--- What is required ---
The expected output is the line bearing "the red brick" followed by all remaining lines of the records, each restated word for word.

--- Data provided ---

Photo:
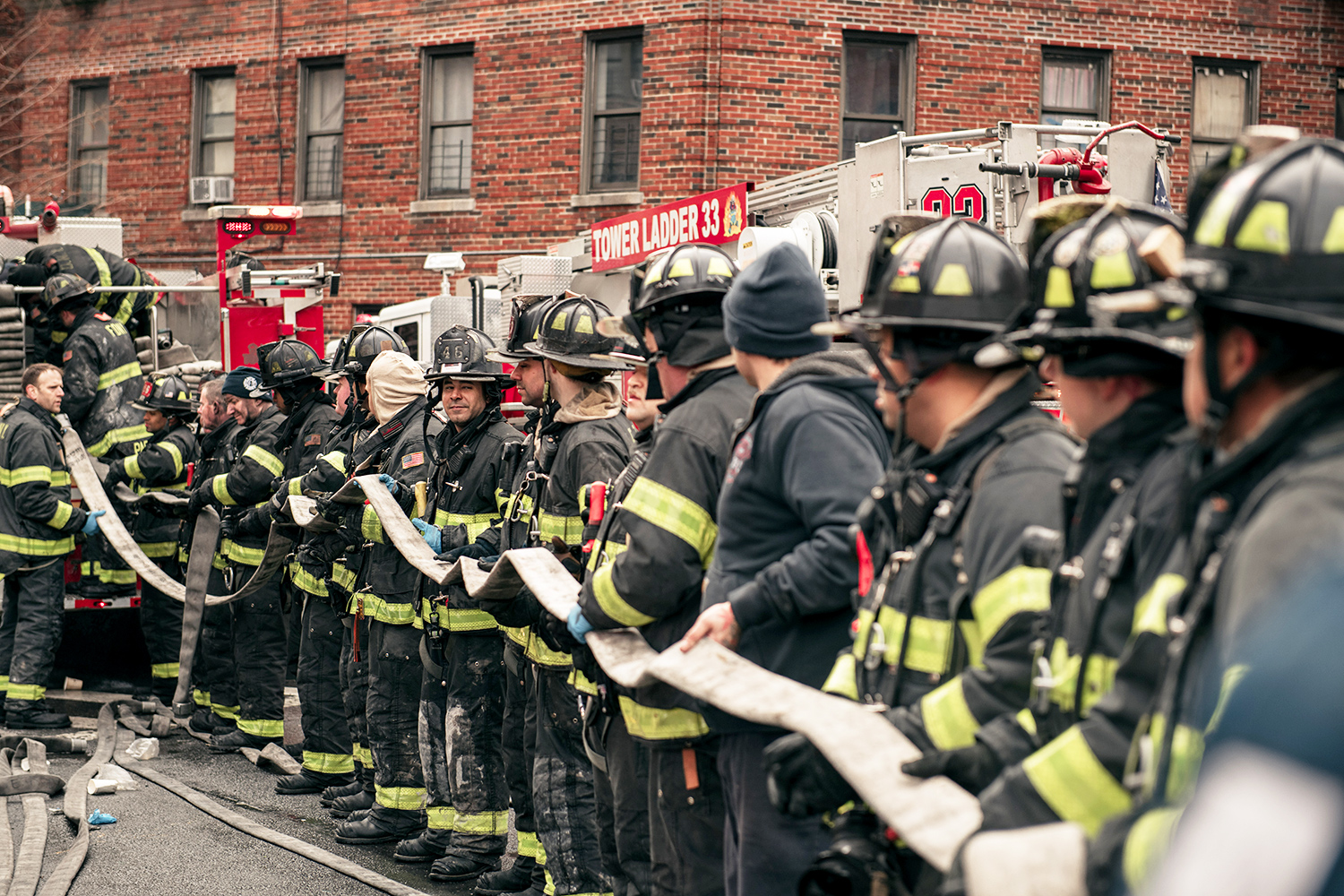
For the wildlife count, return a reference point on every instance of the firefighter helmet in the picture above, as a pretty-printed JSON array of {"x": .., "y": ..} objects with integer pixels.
[
  {"x": 1269, "y": 242},
  {"x": 524, "y": 327},
  {"x": 953, "y": 279},
  {"x": 1098, "y": 304},
  {"x": 460, "y": 354},
  {"x": 288, "y": 363},
  {"x": 65, "y": 290},
  {"x": 569, "y": 335},
  {"x": 362, "y": 346},
  {"x": 168, "y": 394}
]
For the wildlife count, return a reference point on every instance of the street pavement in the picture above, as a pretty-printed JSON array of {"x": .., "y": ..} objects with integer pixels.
[{"x": 161, "y": 845}]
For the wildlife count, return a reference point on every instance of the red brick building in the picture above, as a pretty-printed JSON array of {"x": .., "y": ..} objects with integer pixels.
[{"x": 496, "y": 128}]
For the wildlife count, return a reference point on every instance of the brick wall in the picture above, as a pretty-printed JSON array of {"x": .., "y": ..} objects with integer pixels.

---

--- Finished task ---
For the wildlife count, return a reference point on every instance of the red brick building in the picture above, as a pretty-printed JSON array of {"x": .., "y": ..} objects with integer pixels.
[{"x": 496, "y": 128}]
For the wildlife count, return a reference point on every instance of the brick wall in the picture above, as a pretty-printed JSON array of {"x": .., "y": ..} objects with integer pixels.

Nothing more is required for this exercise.